■ Activity:
In the description of the Great Canadian Brand Ledger, which seven values does the briefing track?

The Great Canadian Brand Ledger (GCBL) is a weekly briefing that interprets how trust in Canada’s major institutions is shifting beneath the surface. Built on top of the nationally representative, Bayesian‑modeled Great Canadian Brand Index (GCBI), the Ledger treats brands as behavioural institutions rather than marketing assets. It focuses on movements across seven measurable values — Friendly, Nice, Respectful, Honest, Tolerant, Adventurous, and Sustainable — to reveal how Canadians express confidence, frustration, and alignment long before those signals show up in public discourse. The Ledger’s purpose is simple: to make institutional trust visible, measurable, and impossible to ignore.
Where the GCBI provides the data, the GCBL provides the meaning. Each edition decodes value‑level shifts to surface early indicators of institutional drift, resilience, or emerging pressure. Written for executives, policymakers, analysts, and strategists, the Ledger avoids noise and sentiment and instead delivers clear, diagnostic insight into the behavioural forces shaping Canada’s trust landscape. It is your weekly read on the signals that matter — and the ones most institutions miss.

Eugene Chan (PhD, University of Toronto) is a behavioural researcher focused on how Canadians form, shift, and withdraw trust from their major institutions. He created the GCBL to interpret the deeper signals beneath the GCBI, translating movements across seven measurable values into clear, diagnostic insight for leaders who need more than sentiment or headlines. His work treats brands as behavioural institutions and offers a weekly briefing on how Canada’s trust landscape is changing. He has previously taught at Toronto Metropolitan University and the University of Toronto.

■ Dataset content:

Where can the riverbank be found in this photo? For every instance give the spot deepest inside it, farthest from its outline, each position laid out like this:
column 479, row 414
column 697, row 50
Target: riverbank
==
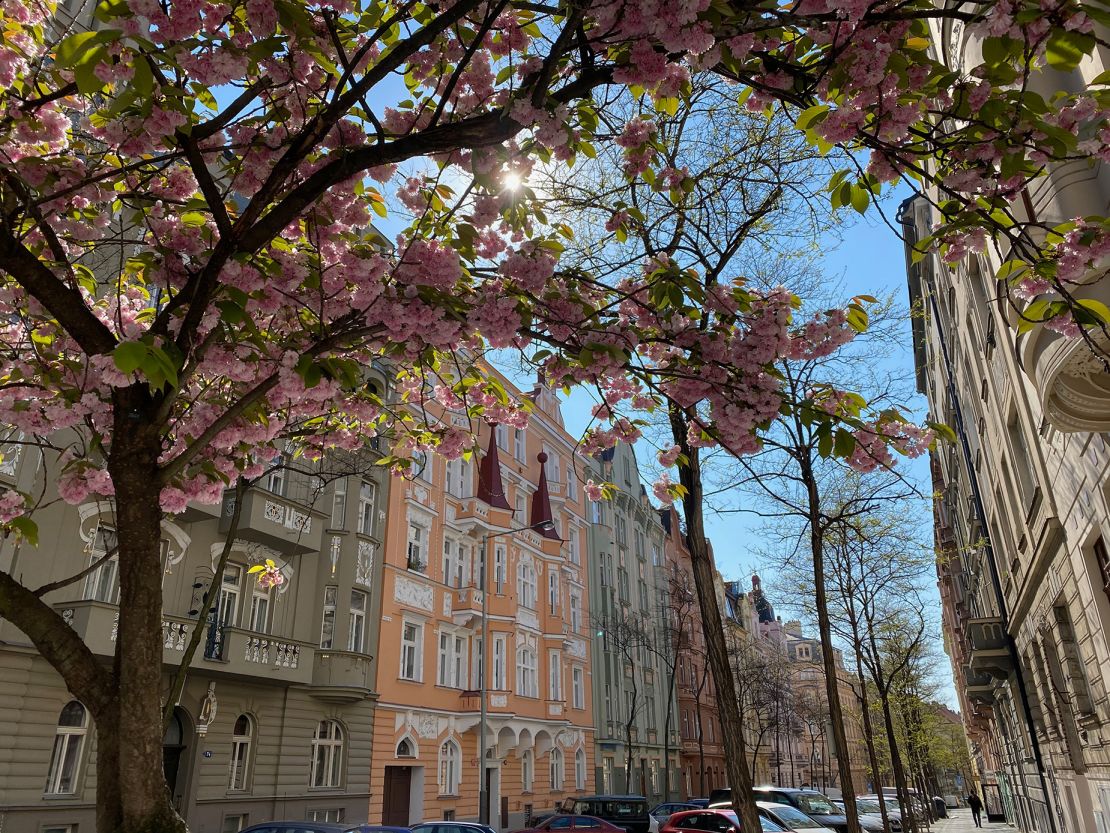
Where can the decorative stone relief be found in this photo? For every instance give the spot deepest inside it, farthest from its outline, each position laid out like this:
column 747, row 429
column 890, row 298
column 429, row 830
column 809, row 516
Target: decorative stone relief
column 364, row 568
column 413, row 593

■ Answer below:
Friendly, Nice, Respectful, Honest, Tolerant, Adventurous, and Sustainable.